Below is a block of records; return all of them exactly, but without the images.

[Saved data entries]
"""

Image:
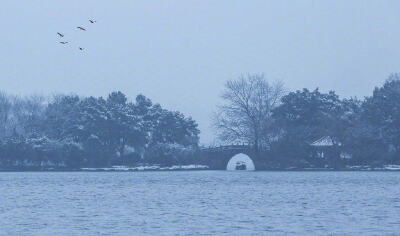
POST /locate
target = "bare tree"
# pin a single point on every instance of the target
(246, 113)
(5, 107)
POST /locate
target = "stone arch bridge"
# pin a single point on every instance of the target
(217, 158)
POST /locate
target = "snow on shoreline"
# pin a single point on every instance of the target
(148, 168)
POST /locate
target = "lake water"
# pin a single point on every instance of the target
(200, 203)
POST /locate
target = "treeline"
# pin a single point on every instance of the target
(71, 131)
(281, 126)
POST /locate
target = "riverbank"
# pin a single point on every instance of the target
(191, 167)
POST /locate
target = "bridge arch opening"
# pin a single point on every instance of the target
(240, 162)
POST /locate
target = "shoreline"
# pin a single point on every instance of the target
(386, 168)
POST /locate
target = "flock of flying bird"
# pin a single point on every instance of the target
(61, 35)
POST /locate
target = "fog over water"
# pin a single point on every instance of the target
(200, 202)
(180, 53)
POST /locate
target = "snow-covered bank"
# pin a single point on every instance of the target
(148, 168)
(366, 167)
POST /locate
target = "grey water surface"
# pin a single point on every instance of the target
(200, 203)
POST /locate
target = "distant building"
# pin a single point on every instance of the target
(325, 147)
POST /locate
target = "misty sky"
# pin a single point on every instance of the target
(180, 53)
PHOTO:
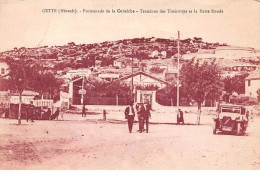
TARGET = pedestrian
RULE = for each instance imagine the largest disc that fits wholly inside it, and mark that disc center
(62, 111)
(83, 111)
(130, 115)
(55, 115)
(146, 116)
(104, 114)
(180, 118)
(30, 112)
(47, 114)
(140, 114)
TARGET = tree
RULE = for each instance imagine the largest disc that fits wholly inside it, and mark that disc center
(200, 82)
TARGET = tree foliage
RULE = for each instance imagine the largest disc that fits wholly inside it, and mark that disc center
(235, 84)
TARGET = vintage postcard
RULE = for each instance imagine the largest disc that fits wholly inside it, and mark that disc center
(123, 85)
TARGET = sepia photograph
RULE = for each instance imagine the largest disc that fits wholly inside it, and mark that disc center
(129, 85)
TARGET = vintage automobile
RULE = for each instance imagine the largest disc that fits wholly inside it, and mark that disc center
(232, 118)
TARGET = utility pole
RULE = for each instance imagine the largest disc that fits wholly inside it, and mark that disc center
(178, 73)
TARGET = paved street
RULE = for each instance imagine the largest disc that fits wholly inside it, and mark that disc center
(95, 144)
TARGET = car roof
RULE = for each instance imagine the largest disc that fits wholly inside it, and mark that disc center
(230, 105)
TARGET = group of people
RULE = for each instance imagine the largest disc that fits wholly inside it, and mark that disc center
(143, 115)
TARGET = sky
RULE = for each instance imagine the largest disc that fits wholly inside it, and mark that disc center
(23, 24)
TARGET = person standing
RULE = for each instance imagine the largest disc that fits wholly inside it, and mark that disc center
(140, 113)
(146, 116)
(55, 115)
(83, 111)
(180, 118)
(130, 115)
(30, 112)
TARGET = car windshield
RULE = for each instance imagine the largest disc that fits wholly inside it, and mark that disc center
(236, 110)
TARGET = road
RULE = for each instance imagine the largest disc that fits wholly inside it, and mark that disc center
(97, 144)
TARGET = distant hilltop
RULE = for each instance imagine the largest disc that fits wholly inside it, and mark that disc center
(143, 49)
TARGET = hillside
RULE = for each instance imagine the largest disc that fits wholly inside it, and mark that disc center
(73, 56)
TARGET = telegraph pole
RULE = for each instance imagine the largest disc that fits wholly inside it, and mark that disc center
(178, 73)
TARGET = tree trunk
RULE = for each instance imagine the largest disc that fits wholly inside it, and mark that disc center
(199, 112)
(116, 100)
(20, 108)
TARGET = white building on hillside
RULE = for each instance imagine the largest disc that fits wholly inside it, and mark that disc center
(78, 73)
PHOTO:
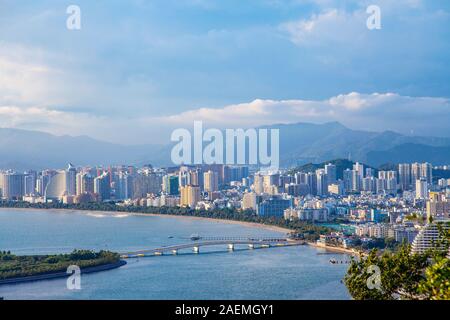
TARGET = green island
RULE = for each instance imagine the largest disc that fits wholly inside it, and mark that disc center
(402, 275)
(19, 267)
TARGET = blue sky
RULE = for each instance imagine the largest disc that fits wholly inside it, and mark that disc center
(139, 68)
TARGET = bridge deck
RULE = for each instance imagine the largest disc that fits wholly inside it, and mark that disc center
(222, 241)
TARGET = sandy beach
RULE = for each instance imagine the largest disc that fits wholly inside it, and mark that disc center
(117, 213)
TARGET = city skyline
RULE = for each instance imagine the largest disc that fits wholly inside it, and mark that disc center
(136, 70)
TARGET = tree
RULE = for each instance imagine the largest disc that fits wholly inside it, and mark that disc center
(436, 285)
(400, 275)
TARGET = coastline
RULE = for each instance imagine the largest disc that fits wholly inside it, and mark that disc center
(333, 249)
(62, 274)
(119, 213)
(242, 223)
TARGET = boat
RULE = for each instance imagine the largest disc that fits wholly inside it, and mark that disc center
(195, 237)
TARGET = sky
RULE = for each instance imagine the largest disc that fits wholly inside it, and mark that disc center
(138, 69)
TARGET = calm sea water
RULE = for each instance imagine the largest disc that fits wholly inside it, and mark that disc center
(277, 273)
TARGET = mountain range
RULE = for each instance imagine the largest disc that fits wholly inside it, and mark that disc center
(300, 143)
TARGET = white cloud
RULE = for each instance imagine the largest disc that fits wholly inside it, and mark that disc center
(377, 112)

"""

- **Answer for the task**
Image:
POST /locate
target = "bare tree"
# pin a single point on every instance of the target
(246, 113)
(5, 107)
POST /locate
target = "stone arch bridge"
# pin a single point on every instance of the target
(217, 158)
POST /locate
target = "snow on shoreline"
# pin a single point on every instance of the target
(148, 168)
POST /locate
target = "lake water"
# pin a single point on every instance of the target
(200, 203)
POST /locate
target = "treeline"
# pin a single point on every instance of the target
(71, 131)
(281, 126)
POST /locate
target = "riverbank"
# pin a single point on every instance of the target
(191, 167)
POST /locate
target = "bridge arch opening"
# pin a single point on every instance of the target
(240, 162)
POST /locate
target = "shoreline"
# pin a single point on every instance of the target
(386, 168)
POST /locate
target = "flock of flying bird"
# pin a single point on every instance of the target
(61, 35)
POST /locate
target = "fog over water"
# pin a single point on every instance of the target
(200, 202)
(180, 53)
POST /locate
target = "snow-covered bank"
# pin a single point on every instance of the target
(148, 168)
(366, 167)
POST /locate
target = "grey water surface"
# pin a single point on every instance of the target
(200, 203)
POST /locate
target = "distant building"
# pin a single point on every instance of the target
(325, 147)
POST /locate
target = "misty sky"
# pin a single point on every instance of the target
(180, 53)
PHOTO:
TARGET = pedestrian
RULE = for each instance imagine the largest disc that fits wholly inside it, and mark that disc center
(62, 111)
(83, 111)
(130, 115)
(55, 115)
(146, 116)
(104, 114)
(180, 118)
(30, 112)
(47, 114)
(140, 114)
TARGET = tree
RULE = for each instance imagine the largest disc that fits wholly inside it, and mark that disc center
(200, 82)
TARGET = tree foliage
RULE = for each instance imagine the largest disc that fits wholly inside it, and mark that disc center
(235, 84)
TARGET = vintage postcard
RULE = for each instance imagine the largest disc that fits wholly inside it, and mark that disc center
(123, 85)
TARGET = sepia photograph
RULE = for each instance imagine the largest disc that fits wholly inside it, and mark that disc center
(129, 85)
TARGET = vintage automobile
RULE = for each instance imagine the largest disc that fits wholly inside it, and mark that disc center
(232, 118)
TARGET = utility pole
RULE = for each instance imagine the largest disc that fits wholly inside it, and mark that disc center
(178, 73)
TARGET = paved street
RULE = for each instance imagine the largest disc that fits wholly inside it, and mark that disc center
(95, 144)
TARGET = car roof
RULE = for each instance imagine the largest disc that fits wholly inside it, and mark that disc center
(230, 105)
TARGET = group of people
RULE = for each instance imagine the largest disc that fits wholly inside it, and mark that disc center
(143, 115)
TARGET = sky
RULE = for each instance imagine the largest disc that fits wholly inside it, and mark that disc center
(23, 24)
TARGET = person standing
RULE = for each instance imagine the largest disc that fits wholly inside it, and mark that disc center
(140, 113)
(146, 116)
(55, 115)
(83, 111)
(180, 118)
(130, 115)
(30, 112)
TARGET = car windshield
RULE = for each instance imagine the largest disc that fits wholly inside it, and mark that disc center
(236, 110)
TARGET = road
RULE = for each instance imagine the largest disc that fits wholly inside it, and mark that disc center
(97, 144)
TARGET = distant hilltop
RULE = for each instance imagine the largest disc that fits wholly inside it, and mark that disc center
(143, 49)
TARGET = hillside
RULE = for each instance imagine the largest disc that fits wholly inside it, and mark that disc center
(73, 56)
TARGET = telegraph pole
RULE = for each instance imagine the largest disc that fits wholly inside it, and mark that disc center
(178, 73)
TARGET = tree trunk
RULE = for each instance imagine the largest disc that fits wholly inside it, and mark that disc center
(199, 112)
(116, 100)
(20, 108)
TARGET = white building on hillside
RULE = for each instance imagine the largest disc that fits wholly inside it, and mark that disc center
(78, 73)
PHOTO:
TARGET = green island
RULE = for each instance imagine the largest disc that fits wholly inside it, and mark that disc center
(402, 275)
(19, 267)
TARGET = blue sky
RULE = for each instance imagine the largest disc that fits wholly inside it, and mark that disc center
(139, 68)
TARGET = bridge deck
RULE = for each instance imagine the largest disc that fits wholly inside it, and mark that disc center
(222, 241)
TARGET = sandy beach
RULE = for each instance imagine the largest disc that fits wholly inside it, and mark that disc center
(117, 213)
TARGET = city skyline
RULE = for each instance imagine the largest disc that fits wholly inside it, and mark that disc center
(136, 70)
TARGET = tree
RULE = for each instance imagine the largest disc that fits wholly inside it, and mark that disc center
(436, 285)
(400, 275)
TARGET = coastline
RULE = for each instance imagine the largest disc that fits wholly inside it, and mark that disc center
(333, 249)
(62, 274)
(119, 213)
(242, 223)
TARGET = boat
RULE = for each instance imagine the largest disc that fits wholly inside it, and mark that disc center
(195, 237)
TARGET = sky
RULE = for each instance imagine the largest disc that fits wholly inside it, and mark that disc center
(138, 69)
TARGET = calm sea water
RULE = for each instance imagine the largest disc that fits wholly inside it, and mark that disc center
(277, 273)
TARGET = mountain range
RULE = for each instance imagine the largest disc that fits wholly inside it, and mark that disc center
(300, 143)
TARGET = white cloud
RULE = for each instance imagine the largest disc that fits wholly inside it, and mark that disc center
(377, 112)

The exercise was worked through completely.